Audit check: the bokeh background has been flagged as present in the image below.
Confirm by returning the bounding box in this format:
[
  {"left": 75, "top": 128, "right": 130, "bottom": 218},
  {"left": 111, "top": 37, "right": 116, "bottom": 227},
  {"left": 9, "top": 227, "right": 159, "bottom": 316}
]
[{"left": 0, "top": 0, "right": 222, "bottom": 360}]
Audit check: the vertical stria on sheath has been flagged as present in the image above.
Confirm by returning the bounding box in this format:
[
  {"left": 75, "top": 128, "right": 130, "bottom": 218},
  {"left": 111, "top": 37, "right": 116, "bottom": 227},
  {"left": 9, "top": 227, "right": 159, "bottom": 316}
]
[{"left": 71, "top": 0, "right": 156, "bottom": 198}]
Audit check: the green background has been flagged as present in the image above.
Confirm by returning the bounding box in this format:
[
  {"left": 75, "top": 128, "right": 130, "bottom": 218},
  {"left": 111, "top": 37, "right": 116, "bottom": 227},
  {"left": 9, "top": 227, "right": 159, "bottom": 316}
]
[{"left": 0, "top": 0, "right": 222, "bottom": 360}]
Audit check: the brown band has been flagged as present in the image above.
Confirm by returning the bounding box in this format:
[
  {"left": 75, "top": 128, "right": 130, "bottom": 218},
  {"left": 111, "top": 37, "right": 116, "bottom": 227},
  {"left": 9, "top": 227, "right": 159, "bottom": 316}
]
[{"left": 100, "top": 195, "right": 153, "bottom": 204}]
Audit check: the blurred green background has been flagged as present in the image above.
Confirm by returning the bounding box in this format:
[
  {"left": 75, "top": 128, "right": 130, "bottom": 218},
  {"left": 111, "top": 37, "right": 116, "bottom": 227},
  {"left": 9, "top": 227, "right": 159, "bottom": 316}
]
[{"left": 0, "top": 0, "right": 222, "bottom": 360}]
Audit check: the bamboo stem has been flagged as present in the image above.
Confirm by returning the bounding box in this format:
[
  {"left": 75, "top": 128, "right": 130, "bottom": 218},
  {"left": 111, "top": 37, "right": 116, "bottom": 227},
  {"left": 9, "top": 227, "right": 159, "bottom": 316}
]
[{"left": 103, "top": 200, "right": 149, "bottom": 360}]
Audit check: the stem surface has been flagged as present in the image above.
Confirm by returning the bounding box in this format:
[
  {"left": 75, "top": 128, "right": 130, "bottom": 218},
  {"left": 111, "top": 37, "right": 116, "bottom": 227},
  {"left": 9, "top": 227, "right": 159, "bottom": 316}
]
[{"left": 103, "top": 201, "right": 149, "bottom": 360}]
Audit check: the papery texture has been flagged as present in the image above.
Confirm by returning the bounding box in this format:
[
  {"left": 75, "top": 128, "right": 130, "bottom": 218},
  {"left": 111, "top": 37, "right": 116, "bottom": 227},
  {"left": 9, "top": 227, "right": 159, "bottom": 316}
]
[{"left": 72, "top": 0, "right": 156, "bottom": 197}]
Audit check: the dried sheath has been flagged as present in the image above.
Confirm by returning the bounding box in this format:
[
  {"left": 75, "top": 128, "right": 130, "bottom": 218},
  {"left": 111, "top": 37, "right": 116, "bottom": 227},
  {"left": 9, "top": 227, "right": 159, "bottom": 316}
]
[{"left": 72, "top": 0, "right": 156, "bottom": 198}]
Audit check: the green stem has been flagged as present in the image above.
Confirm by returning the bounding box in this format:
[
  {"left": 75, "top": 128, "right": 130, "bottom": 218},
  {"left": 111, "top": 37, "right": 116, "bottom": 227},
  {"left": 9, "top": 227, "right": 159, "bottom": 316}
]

### WRITTEN TASK
Can you repeat the lines above, substituting "marked" for every "flagged" and changing nothing else?

### FULL SOLUTION
Audit check: the bokeh background has been marked as present in the image below.
Confirm by returning the bounding box in this format:
[
  {"left": 75, "top": 128, "right": 130, "bottom": 218},
  {"left": 111, "top": 37, "right": 116, "bottom": 227},
  {"left": 9, "top": 227, "right": 159, "bottom": 316}
]
[{"left": 0, "top": 0, "right": 222, "bottom": 360}]
Audit check: the vertical stria on sheath has been marked as present in the image above.
Confirm by returning the bounding box in this format:
[
  {"left": 75, "top": 128, "right": 130, "bottom": 218},
  {"left": 111, "top": 37, "right": 116, "bottom": 227},
  {"left": 9, "top": 227, "right": 159, "bottom": 316}
]
[{"left": 71, "top": 0, "right": 156, "bottom": 198}]
Audit check: the green background has been marked as present in the image above.
Confirm by returning the bounding box in this format:
[
  {"left": 75, "top": 128, "right": 130, "bottom": 218},
  {"left": 111, "top": 37, "right": 116, "bottom": 227},
  {"left": 9, "top": 227, "right": 159, "bottom": 316}
]
[{"left": 0, "top": 0, "right": 222, "bottom": 360}]
Audit check: the brown band has been marked as present in the image above.
Confirm by returning the bounding box in this format:
[
  {"left": 75, "top": 128, "right": 130, "bottom": 218},
  {"left": 111, "top": 37, "right": 116, "bottom": 227},
  {"left": 9, "top": 227, "right": 159, "bottom": 316}
]
[{"left": 100, "top": 195, "right": 153, "bottom": 204}]
Audit check: the blurred green background has been marked as present in the image above.
Confirm by returning the bounding box in this format:
[
  {"left": 75, "top": 128, "right": 130, "bottom": 218},
  {"left": 111, "top": 37, "right": 116, "bottom": 227},
  {"left": 9, "top": 227, "right": 159, "bottom": 316}
]
[{"left": 0, "top": 0, "right": 222, "bottom": 360}]
Audit check: the bamboo stem has been marked as present in the image above.
Confirm by returning the bounding box in this format:
[
  {"left": 75, "top": 128, "right": 130, "bottom": 218},
  {"left": 111, "top": 37, "right": 116, "bottom": 227},
  {"left": 9, "top": 227, "right": 159, "bottom": 316}
]
[{"left": 103, "top": 200, "right": 149, "bottom": 360}]
Audit check: the stem surface has been marked as present in the image above.
Confirm by returning the bounding box in this format:
[
  {"left": 75, "top": 128, "right": 130, "bottom": 218},
  {"left": 111, "top": 37, "right": 116, "bottom": 227},
  {"left": 9, "top": 227, "right": 159, "bottom": 316}
]
[{"left": 103, "top": 201, "right": 149, "bottom": 360}]
Audit check: the papery texture has been marked as present in the image above.
Confirm by returning the bounding box in this format:
[
  {"left": 75, "top": 128, "right": 130, "bottom": 218},
  {"left": 111, "top": 37, "right": 116, "bottom": 227},
  {"left": 9, "top": 227, "right": 159, "bottom": 316}
]
[{"left": 72, "top": 0, "right": 156, "bottom": 197}]
Audit check: the dried sheath has been marked as present in the image above.
Confirm by returning the bounding box in this format:
[
  {"left": 75, "top": 128, "right": 130, "bottom": 218},
  {"left": 111, "top": 37, "right": 116, "bottom": 227},
  {"left": 9, "top": 227, "right": 159, "bottom": 316}
]
[{"left": 72, "top": 0, "right": 156, "bottom": 198}]
Audit check: the green stem has been marked as present in the image above.
Confirm by returning the bounding box in this format:
[
  {"left": 75, "top": 128, "right": 130, "bottom": 218},
  {"left": 111, "top": 37, "right": 116, "bottom": 227},
  {"left": 9, "top": 227, "right": 159, "bottom": 316}
]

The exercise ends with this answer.